**TRECHO EXIBIDO**

À beira-mar as crianças se divertem brincam de jacaré e jogam água umas nas outras. Aí vem a sede. A barraca da praia oferece refrigerante e um copo cheio de gelo para refrescar ainda mais a bebida sob o sol. E tem ainda aquelas pedrinhas no balde de cerveja do pai a tentação é colocá-las na boca, uma delícia no calor...
Mas o vírus da hepatite A se esconde tanto na água doce quanto na salgada. Ou seja, pode estar naquelas gotas engolidas sem querer em um mergulho no mar poluído por esgotos não tratados ou no gelo feito com água de uma fonte contaminada.
Uma vez dentro do corpo, o vírus logo se instala no fígado, onde indiretamente faz alguns estragos (entenda isso naanimação). As vítimas mais freqüentes são crianças entre 5 e 9 anos talvez porque sejam velhas demais para um adulto ficar em cima o tempo inteiro e novas demais para serem tão preocupadas com higiene. A doença é mais avassaladora, porém, nos adolescentes.
A princípio não haveria motivo para preocupações. Ora, existe vacina para a hepatite A. Mas a questão é que ela não faz parte do calendário oficial de imunização determinado pelo Ministério da Saúde. Muita gente fica sem acesso, por ter de pagar. E outros, mesmo freqüentando clínicas particulares, nem sabem da sua existência. A vacina não ser incluída no rol determinado pelo governo é insensato", afirma a hepatologista Edna Strauss, professora da Universidade de São Paulo, uma das maiores defensoras dessa causa. As notificações subestimam a real ocorrência da infecção no Brasil.
A estimativa oficial, por enquanto, é a seguinte: apenas 130 casos por ano em cada 100 mil brasileiros. Mas dados preliminares e mais precisos de um levantamento realizado pelo próprio Ministério, ainda em fase de conclusão, mostram um cenário diferente. No Nordeste, por exemplo, cerca de 41% das crianças entre 5 e 9 anos já tiveram contato com o vírus. Na turma de 10 a 19 anos a incidência sobe para 56%. Nem todos ficaram doentes, mas Edna chama atenção para o restante da criançada que, sem conhecer ainda o vilão de perto, pode sucumbir a qualquer instante. No próximo banho de mar, por exemplo.
Para empunhar a bandeira em prol da inclusão da vacinaa professora Edna Strauss se sustenta principalmente nas estatísticas levantadas por dois estudos publicados noThe Journal of the American Medical Association. Em Israel a entrada do imunizante no calendário de vacinação levou a uma queda de 95% nos casos da doença. E nos Estados Unidos eles despencaram 76%.
Nos dois programas, só os bebês entre 1 e 2 anos foram vacinados, mas a incidência diminuiu em todas as faixas etárias. Por quê? Provavelmente porque as crianças são como armazenadoras do vírus depois de infectá-las, ele se multiplica e cai no ambiente pelas fezes.

**INFORMAÇÕES EXIBIDAS**
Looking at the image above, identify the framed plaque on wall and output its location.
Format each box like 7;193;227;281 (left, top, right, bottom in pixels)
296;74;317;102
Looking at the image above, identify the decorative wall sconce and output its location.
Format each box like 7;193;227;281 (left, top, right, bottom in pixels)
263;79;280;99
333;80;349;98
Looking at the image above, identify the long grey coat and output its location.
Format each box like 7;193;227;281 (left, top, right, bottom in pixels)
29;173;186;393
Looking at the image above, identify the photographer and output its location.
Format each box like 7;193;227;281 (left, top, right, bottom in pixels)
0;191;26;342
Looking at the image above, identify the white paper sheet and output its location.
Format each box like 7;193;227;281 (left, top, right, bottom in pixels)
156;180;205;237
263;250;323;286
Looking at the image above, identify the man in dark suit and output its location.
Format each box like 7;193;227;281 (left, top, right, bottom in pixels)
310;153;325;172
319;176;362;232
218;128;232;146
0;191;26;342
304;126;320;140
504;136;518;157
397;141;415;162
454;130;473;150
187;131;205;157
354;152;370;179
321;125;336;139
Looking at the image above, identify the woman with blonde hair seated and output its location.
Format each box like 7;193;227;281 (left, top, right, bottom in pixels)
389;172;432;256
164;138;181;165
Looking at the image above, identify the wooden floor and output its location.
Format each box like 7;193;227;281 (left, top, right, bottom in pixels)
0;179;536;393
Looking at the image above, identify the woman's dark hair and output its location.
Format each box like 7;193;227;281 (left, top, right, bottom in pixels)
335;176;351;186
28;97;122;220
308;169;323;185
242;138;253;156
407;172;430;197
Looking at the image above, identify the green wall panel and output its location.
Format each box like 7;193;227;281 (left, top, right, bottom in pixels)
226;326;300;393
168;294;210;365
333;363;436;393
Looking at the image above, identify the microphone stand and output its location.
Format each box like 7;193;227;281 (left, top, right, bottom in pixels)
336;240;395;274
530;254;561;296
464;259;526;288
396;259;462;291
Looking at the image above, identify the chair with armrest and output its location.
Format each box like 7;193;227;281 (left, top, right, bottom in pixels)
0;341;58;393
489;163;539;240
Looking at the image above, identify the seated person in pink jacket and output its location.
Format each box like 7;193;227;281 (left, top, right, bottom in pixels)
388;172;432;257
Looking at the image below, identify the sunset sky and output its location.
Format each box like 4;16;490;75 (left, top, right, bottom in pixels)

**PROBLEMA 1**
Reescreva em forma de lista o parágrafo do texto sobre hepatite A que começa com "A estimativa oficial, por enquanto", mantendo os fatos principais.
**PROBLEMA 2**
Por favor, transcreva do texto sobre hepatite A o trecho que vai de "Uma vez dentro" até "porém, nos adolescentes.".

**RESULTADO DA TAREFA 1**
- A estimativa oficial é de apenas 130 casos por ano em cada 100 mil brasileiros.
- Dados preliminares e mais precisos de um levantamento do próprio Ministério, ainda em fase de conclusão, mostram um cenário diferente.
- No Nordeste, cerca de 41% das crianças entre 5 e 9 anos já tiveram contato com o vírus.
- Na faixa de 10 a 19 anos, a incidência sobe para 56%.
- Nem todos ficaram doentes.
- Edna chama atenção para as crianças que ainda não tiveram contato com o vírus e podem adoecer a qualquer momento, por exemplo no próximo banho de mar.

**RESULTADO DA TAREFA 2**
Uma vez dentro do corpo, o vírus logo se instala no fígado, onde indiretamente faz alguns estragos (entenda isso naanimação). As vítimas mais freqüentes são crianças entre 5 e 9 anos talvez porque sejam velhas demais para um adulto ficar em cima o tempo inteiro e novas demais para serem tão preocupadas com higiene. A doença é mais avassaladora, porém, nos adolescentes.